* EXTRACT TO READ:
Member of the Missouri House of Representatives from the 66th district
- Incumbent
- Assumed office January 5, 2021
- Preceded by: Tommie Pierson Jr.

Personal details
- Born: Marlene Yvonne Terry St. Louis, Missouri, U.S.
- Party: Democratic
- Children: 2

= Marlene Terry =

American politician

Marlene Yvonne Terry is an American politician serving as a member of the Missouri House of Representatives from the 66th district. Elected in November 2020, she assumed office on January 5, 2021.

== Early life and education ==
Terry was born and raised in St. Louis. After graduating from University City High School, she attended the University of Missouri–St. Louis.

== Career ==
Terry has worked as an accounting clerk for BJC HealthCare. She also served as a member of the Riverview Gardens School Board for nine years. Terry was elected to the Missouri House of Representatives in 2020, placing first in the Democratic primary and running unopposed in the general election. She assumed office on January 5, 2021.

* INFORMATION GIVEN:
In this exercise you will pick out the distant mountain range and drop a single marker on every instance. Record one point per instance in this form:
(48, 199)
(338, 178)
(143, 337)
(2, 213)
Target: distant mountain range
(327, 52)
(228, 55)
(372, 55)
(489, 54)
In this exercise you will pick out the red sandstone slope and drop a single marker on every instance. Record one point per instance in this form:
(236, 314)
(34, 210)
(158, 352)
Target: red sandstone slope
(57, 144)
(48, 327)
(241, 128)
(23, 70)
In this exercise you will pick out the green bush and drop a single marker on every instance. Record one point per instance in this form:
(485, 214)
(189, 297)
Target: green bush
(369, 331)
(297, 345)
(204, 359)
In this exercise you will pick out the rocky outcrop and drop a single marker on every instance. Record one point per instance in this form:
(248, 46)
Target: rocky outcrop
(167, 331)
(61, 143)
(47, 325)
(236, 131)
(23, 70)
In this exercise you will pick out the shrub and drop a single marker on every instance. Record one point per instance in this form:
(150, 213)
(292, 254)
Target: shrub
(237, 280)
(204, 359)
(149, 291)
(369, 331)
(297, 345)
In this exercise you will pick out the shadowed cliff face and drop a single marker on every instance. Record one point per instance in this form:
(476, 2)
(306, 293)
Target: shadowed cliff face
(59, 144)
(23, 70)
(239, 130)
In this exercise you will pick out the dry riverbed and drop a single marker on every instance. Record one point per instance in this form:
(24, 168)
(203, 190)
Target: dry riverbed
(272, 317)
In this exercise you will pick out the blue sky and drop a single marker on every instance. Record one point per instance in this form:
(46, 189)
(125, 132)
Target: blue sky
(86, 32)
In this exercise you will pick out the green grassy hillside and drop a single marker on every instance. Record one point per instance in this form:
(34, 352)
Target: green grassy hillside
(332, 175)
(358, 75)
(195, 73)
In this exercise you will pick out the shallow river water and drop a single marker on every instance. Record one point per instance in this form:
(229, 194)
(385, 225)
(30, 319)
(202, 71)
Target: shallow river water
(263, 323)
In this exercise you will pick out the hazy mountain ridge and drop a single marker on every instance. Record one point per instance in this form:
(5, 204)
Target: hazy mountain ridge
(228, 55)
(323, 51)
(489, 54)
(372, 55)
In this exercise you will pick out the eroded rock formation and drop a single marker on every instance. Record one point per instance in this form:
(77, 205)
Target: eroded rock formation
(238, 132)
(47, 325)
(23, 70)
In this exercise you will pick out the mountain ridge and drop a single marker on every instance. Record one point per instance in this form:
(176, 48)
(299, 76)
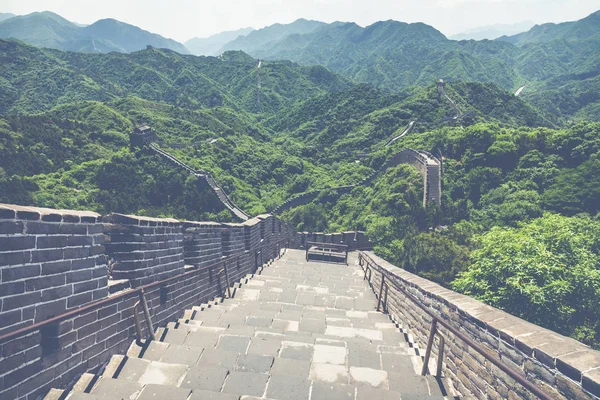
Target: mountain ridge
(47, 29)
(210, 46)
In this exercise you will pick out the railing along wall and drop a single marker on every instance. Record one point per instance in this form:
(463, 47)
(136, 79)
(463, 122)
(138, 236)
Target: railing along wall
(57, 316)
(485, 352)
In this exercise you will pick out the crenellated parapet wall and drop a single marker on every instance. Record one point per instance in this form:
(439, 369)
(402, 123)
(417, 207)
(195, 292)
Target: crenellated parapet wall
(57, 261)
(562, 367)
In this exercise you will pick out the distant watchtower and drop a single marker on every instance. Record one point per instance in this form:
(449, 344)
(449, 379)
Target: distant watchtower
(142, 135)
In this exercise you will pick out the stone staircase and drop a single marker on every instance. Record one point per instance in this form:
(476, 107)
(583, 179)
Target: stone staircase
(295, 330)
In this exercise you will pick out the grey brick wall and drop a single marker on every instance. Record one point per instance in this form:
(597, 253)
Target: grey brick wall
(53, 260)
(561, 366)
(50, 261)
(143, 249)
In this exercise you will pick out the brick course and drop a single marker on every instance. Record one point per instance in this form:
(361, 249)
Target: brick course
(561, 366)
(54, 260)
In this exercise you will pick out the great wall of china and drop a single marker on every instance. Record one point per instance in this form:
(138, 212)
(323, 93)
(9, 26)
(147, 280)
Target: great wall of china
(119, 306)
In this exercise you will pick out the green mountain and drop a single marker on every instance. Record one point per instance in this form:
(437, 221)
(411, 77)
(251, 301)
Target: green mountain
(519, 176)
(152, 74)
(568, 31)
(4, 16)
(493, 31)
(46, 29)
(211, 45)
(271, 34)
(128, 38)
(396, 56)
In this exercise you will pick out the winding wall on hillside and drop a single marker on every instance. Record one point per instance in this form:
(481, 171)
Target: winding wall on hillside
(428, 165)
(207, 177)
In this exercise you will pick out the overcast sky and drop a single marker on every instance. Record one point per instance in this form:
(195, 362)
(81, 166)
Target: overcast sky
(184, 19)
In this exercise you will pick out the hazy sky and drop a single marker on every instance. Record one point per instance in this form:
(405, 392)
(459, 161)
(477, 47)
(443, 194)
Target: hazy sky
* * *
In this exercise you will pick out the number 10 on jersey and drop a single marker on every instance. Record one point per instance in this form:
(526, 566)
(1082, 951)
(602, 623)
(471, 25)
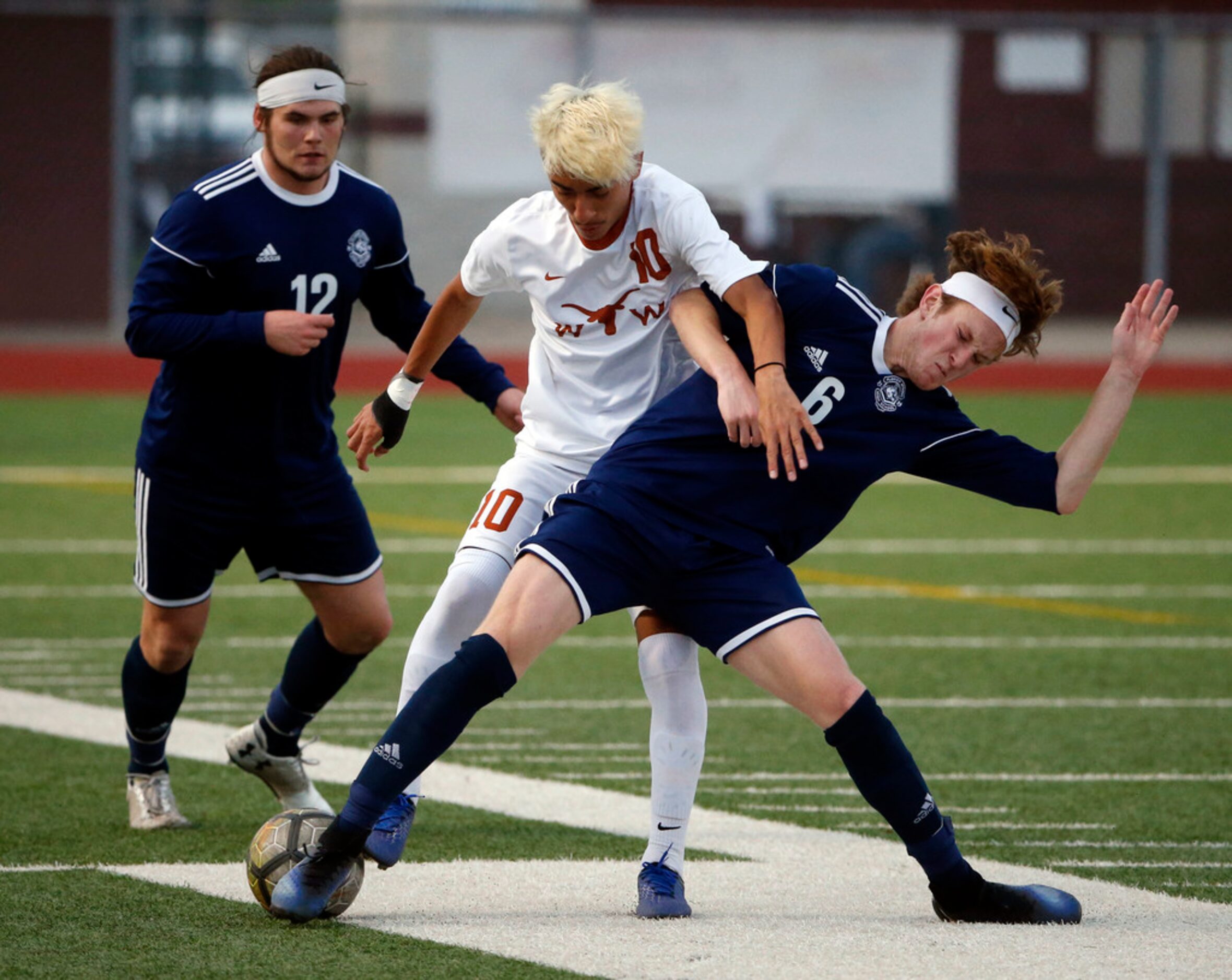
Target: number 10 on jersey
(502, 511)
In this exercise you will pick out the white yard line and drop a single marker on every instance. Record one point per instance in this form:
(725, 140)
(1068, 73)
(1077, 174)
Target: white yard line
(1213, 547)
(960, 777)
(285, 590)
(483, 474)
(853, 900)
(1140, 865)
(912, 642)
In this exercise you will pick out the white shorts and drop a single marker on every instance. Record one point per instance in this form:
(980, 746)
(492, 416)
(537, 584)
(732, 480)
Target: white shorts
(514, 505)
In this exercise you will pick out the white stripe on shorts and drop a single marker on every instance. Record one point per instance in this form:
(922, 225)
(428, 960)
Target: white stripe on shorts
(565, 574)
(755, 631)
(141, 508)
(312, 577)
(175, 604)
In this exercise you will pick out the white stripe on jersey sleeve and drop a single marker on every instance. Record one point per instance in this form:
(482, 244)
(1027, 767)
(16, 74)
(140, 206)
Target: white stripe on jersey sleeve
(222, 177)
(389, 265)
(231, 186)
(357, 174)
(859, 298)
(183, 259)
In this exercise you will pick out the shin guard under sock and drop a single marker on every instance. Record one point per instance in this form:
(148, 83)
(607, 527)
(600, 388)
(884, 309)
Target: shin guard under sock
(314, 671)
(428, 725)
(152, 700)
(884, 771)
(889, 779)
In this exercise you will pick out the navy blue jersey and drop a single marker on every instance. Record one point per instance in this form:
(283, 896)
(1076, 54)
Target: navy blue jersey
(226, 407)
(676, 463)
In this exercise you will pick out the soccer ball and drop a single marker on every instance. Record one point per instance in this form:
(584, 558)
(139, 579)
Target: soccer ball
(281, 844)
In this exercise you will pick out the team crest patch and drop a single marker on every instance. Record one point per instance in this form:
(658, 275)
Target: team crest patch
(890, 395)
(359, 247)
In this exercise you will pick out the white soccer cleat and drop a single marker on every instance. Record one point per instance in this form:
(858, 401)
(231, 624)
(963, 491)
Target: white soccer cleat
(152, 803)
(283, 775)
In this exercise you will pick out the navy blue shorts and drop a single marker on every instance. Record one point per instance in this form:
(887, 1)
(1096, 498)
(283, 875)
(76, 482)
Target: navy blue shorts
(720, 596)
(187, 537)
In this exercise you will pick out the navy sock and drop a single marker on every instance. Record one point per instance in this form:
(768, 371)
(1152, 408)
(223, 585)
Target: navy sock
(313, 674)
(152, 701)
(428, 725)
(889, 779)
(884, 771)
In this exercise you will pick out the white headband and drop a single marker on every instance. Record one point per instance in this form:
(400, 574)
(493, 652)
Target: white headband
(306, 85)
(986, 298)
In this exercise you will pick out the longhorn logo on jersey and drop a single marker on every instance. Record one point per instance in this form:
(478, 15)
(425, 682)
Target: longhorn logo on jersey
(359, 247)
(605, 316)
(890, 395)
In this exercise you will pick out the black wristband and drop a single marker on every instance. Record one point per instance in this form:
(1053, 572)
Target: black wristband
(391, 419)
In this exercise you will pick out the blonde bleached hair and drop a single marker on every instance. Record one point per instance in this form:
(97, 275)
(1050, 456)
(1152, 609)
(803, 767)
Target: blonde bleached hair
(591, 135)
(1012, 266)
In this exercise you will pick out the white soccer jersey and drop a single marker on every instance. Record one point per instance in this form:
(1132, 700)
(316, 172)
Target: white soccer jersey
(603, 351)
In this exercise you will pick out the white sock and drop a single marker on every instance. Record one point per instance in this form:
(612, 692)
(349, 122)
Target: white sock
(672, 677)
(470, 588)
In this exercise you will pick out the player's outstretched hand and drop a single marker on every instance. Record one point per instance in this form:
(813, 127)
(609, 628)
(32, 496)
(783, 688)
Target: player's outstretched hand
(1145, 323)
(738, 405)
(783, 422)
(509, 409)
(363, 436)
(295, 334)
---
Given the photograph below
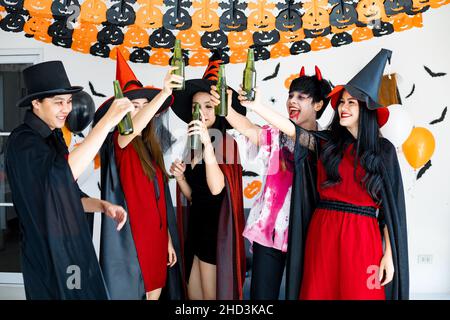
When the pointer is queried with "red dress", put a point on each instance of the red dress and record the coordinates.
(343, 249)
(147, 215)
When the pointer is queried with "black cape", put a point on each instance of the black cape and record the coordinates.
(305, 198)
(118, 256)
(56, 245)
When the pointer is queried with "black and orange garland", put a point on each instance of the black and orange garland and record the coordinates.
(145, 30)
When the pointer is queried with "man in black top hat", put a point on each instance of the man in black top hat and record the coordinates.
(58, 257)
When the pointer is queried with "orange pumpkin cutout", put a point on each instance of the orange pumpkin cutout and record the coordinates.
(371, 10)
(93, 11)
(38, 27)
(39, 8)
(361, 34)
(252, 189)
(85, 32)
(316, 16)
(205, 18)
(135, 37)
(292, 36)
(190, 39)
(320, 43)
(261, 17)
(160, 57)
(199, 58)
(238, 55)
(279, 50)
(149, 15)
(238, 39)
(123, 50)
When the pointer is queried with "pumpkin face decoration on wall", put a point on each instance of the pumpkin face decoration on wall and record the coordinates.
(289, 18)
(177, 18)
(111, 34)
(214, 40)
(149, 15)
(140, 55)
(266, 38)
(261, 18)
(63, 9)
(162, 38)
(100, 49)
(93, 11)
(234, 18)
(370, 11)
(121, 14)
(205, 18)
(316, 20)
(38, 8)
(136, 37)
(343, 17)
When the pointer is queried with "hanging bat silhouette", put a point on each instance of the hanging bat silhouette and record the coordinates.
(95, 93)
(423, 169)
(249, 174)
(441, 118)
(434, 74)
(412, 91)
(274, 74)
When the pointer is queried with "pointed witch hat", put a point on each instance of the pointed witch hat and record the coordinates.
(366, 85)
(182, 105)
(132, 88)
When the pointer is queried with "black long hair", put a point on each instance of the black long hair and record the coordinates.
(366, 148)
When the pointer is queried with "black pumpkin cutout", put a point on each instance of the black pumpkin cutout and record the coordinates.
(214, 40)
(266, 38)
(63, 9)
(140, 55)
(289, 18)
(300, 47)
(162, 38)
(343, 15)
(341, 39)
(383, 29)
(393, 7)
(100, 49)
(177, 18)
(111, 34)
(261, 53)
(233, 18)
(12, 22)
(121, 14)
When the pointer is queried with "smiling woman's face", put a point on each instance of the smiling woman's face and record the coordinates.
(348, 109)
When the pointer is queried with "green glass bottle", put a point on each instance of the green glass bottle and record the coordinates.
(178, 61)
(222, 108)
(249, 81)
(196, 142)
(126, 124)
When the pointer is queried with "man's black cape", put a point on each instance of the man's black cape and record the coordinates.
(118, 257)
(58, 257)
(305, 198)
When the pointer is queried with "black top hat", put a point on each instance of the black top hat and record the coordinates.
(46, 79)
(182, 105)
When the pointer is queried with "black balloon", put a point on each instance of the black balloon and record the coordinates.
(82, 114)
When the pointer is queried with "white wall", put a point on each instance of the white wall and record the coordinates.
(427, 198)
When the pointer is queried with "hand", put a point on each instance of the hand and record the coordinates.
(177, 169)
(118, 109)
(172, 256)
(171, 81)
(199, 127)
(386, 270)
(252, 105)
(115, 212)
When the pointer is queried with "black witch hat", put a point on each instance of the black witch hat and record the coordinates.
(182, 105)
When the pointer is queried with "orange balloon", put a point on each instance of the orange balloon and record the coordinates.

* TASKS TO COMPLETE:
1. Summarize the biography of Marlene Terry in two sentences.
2. Using the biography of Marlene Terry, explain in one or two sentences how she won her seat in the 2020 election.

* RESULTS BY TASK:
1. Marlene Yvonne Terry is a Democratic politician from St. Louis who has represented the 66th district in the Missouri House of Representatives since January 5, 2021, after being elected in November 2020. She attended University City High School and the University of Missouri–St. Louis, worked as an accounting clerk for BJC HealthCare, and served nine years on the Riverview Gardens School Board.

2. Terry placed first in the Democratic primary and then ran unopposed in the general election.